Exercise objective: If a line of the records holds the word "below", copy it out.

Material provided:
>>>>>
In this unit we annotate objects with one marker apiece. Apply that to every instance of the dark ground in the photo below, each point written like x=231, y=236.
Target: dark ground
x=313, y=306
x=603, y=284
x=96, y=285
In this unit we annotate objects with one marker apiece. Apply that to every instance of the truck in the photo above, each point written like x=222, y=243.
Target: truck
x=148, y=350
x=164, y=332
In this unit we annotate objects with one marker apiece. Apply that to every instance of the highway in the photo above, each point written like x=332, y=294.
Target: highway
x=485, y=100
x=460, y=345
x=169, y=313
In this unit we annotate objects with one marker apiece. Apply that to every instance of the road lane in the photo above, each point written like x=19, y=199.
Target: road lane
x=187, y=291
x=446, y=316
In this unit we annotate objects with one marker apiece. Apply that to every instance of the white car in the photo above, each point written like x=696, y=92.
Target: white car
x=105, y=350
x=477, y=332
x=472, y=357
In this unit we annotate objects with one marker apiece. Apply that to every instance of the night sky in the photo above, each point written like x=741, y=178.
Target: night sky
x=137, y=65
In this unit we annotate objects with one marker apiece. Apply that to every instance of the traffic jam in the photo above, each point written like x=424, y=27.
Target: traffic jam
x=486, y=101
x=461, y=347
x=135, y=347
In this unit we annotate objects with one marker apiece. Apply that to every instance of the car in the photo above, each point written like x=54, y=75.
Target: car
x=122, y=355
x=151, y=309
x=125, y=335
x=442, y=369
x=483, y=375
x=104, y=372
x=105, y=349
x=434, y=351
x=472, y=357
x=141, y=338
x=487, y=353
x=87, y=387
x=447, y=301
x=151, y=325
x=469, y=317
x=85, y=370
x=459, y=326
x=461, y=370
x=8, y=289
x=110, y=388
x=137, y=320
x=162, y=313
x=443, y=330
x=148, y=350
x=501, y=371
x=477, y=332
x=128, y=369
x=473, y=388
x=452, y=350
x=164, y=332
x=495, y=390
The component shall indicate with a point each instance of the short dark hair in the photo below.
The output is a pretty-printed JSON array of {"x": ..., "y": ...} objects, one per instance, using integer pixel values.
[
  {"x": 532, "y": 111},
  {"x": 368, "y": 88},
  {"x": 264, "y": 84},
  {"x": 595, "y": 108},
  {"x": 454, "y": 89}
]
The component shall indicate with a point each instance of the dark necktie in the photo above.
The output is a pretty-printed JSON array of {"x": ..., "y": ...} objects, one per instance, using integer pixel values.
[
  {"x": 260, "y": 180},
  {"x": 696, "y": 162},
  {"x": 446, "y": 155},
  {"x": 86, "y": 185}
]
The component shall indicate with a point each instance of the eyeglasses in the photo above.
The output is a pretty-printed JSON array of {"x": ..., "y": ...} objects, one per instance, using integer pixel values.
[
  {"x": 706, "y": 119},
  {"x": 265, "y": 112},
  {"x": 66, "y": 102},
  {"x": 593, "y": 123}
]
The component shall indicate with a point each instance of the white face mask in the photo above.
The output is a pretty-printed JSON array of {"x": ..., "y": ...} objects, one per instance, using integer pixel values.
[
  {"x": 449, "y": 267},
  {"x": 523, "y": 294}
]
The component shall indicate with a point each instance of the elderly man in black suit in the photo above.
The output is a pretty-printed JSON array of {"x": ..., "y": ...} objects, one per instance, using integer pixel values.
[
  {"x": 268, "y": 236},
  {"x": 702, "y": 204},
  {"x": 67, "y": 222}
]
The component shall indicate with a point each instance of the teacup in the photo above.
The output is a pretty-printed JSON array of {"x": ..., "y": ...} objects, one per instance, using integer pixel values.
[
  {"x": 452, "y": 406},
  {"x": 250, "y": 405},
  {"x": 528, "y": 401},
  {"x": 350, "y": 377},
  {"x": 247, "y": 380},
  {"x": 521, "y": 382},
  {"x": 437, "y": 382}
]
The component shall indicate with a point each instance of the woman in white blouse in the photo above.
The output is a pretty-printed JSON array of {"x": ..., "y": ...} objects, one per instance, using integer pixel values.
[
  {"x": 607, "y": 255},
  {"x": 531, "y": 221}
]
<<<<<
Solution to this task:
In this unit we annotate objects with one marker apiece. Apply that to every instance of the dark ground in the photo below, each point written like x=231, y=236.
The component shall indicate with a point each instance of the short dark hair in the photo below.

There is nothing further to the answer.